## TRECHO SELECIONADO
□ □ □ □ □ □ □

Em
um poema de 1915, a poeta russa Marina Tsvetáieva fala de dois sóis
que a atormentam. Eles se espelham, “um – no teu céu (o de
deus), outro – no meu peito”. A duplicação do sol define um
abismo. Ela se pergunta: “Como esses dois sóis – algum dia terei
cura?”. A presença do fogo atravessa toda a poesia de Marina. Não
só seus versos: mobiliza sua existência, como constatamos em suas
confissões. Reunidas por Tzvetan Todorov em Vivendo sob o fogo
(Martins Editora, tradução de Aurora Bernardini), elas conduzem o
leitor através do clarão do ser.
Os
poetas gelados agarram-se, por vezes, às ideias do francês Paul
Valéry. Ideias como esta, colhida em Monsieu Teste:
“Considerar suas emoções como tolices, debilidades, inutilidades,
imbecilidades, imperfeições – como o enjoo”. Há aí uma
confusão entre o sentimentalismo e a afetação e o grande
redemoinho das emoções primitivas com que Marina Tsvetáieva
(1892-1941) trabalha. Os poetas gelados leem as ideias de Valéry
como se fossem sagradas. Mas, no mesmo Monsieur Teste, ele nos
alerta: “As ideias são, para mim, meios de transformação”.
Afirma ele que uma ideia é “um meio de transformar uma questão”.
Elas não são, portanto, mandamentos ou pedras. Como nos diz Marina,
a ideia é um fogo que só existe enquanto arde.
Sigo
a obsessão de Marina pelas chamas e chego à imagem dos engolidores
de fogo, que, nos circos e nas feiras, tragam suas labaredas. Também
Marina fez da poesia um instrumento de colheita das ardências do
mundo. “Serei fogo”, ela reafirma em 1921. E não se cansa de
exclamar: “É tão bom viver no meio do fogo!”. Não era uma fuga
do real, mas uma maneira de devorá-lo. “Eu nunca escrevo, sempre
transcrevo”, ela definia sua literatura. Em outra carta, revela a
expressão que gostaria de ler em seu túmulo: “Estenógrafa do
Ser”. E mais nada.
Rigorosa
taquígrafa da alma, Marina não considerava suas emoções tolices,
debilidades, imbecilidades, mas, antes disso, saltos sobre o real.
Seus versos são conquistas não de superfícies geladas ou de
palavras vazias, mas dos ardentes segredos que constituem a alma das
coisas. Ela duvidava, até, que seus poemas merecessem o nome de
literatura. “A literatura? Não!”, escreveu, em 1920. “Não a
literatura – a autodevoração pelo fogo”.
Em
seus breves, mas intensos, 49 anos de vida, Marina atravessou duas
guerras mundiais e uma revolução, a de Outubro. Seu marido se
engajou nas fileiras dos brancos para combater os bolcheviques. Uma
de suas filhas morreu de fome e de inanição. A família se exilou.
Quando, enfim, retornaram a Moscou, foram mais uma vez perseguidos.
Atordoada pela invasão alemã de 1941, Marina chega a seu limite e
comete suicídio. A mulher é mais fraca que sua poesia.

□ □ □ □ □ □ □

## DADOS FORNECIDOS
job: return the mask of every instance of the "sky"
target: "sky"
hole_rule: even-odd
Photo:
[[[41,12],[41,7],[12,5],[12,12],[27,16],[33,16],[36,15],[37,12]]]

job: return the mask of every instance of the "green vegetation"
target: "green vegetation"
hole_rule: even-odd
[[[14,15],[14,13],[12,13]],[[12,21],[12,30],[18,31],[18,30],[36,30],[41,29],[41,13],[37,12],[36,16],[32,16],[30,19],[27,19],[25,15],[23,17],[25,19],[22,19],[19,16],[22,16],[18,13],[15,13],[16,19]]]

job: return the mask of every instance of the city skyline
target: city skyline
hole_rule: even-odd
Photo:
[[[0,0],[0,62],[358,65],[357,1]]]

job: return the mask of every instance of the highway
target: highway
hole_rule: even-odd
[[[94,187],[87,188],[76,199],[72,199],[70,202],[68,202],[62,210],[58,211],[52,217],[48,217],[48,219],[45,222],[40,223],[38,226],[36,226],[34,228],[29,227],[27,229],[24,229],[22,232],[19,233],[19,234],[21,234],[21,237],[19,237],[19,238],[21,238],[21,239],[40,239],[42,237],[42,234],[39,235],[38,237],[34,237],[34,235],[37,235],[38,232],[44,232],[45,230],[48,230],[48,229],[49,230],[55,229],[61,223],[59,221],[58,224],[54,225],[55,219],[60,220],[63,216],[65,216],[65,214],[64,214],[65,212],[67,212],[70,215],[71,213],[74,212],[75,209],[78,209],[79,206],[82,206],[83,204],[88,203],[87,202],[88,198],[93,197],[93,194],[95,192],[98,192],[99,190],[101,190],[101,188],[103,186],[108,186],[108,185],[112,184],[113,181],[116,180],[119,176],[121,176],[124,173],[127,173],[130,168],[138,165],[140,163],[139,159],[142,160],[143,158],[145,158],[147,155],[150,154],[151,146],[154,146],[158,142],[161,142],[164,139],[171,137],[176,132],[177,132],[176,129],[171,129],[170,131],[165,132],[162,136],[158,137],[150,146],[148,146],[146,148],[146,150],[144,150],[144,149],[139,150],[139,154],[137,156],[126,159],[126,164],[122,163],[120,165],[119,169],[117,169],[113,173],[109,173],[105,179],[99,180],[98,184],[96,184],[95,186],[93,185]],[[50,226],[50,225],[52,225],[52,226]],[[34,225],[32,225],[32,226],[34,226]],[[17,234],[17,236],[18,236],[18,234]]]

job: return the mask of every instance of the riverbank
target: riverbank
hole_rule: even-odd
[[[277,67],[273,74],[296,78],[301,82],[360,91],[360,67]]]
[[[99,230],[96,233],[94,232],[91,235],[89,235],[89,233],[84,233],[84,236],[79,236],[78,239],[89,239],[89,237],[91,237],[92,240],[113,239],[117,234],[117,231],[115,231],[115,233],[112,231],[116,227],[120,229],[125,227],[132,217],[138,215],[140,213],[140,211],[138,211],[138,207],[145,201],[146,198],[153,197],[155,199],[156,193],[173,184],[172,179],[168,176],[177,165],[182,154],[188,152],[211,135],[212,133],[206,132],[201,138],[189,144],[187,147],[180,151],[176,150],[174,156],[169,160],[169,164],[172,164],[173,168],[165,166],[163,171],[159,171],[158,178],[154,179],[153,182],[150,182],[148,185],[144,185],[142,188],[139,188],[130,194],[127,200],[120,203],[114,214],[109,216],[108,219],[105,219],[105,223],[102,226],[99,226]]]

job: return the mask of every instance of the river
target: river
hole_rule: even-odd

□ □ □ □ □ □ □

## OBJETIVOS
1. Responda com base no texto sobre Marina Tsvetáieva:
(a) Em que ano foi escrito o poema em que a poeta fala de dois sóis?
(b) Segundo Valéry em Monsieur Teste, uma ideia é um meio de quê?
(c) Que expressão Marina gostaria de ler em seu túmulo?
2. Cite do texto sobre Marina Tsvetáieva o trecho que se inicia com as palavras "Elas não são, portanto, mandamentos" e se encerra com "E mais nada.".

## SOLUÇÕES COMPLETAS
1.
(a) Em 1915.
(b) Um meio de transformar uma questão.
(c) "Estenógrafa do Ser".

2.
Elas não são, portanto, mandamentos ou pedras. Como nos diz Marina,
a ideia é um fogo que só existe enquanto arde.
Sigo
a obsessão de Marina pelas chamas e chego à imagem dos engolidores
de fogo, que, nos circos e nas feiras, tragam suas labaredas. Também
Marina fez da poesia um instrumento de colheita das ardências do
mundo. “Serei fogo”, ela reafirma em 1921. E não se cansa de
exclamar: “É tão bom viver no meio do fogo!”. Não era uma fuga
do real, mas uma maneira de devorá-lo. “Eu nunca escrevo, sempre
transcrevo”, ela definia sua literatura. Em outra carta, revela a
expressão que gostaria de ler em seu túmulo: “Estenógrafa do
Ser”. E mais nada.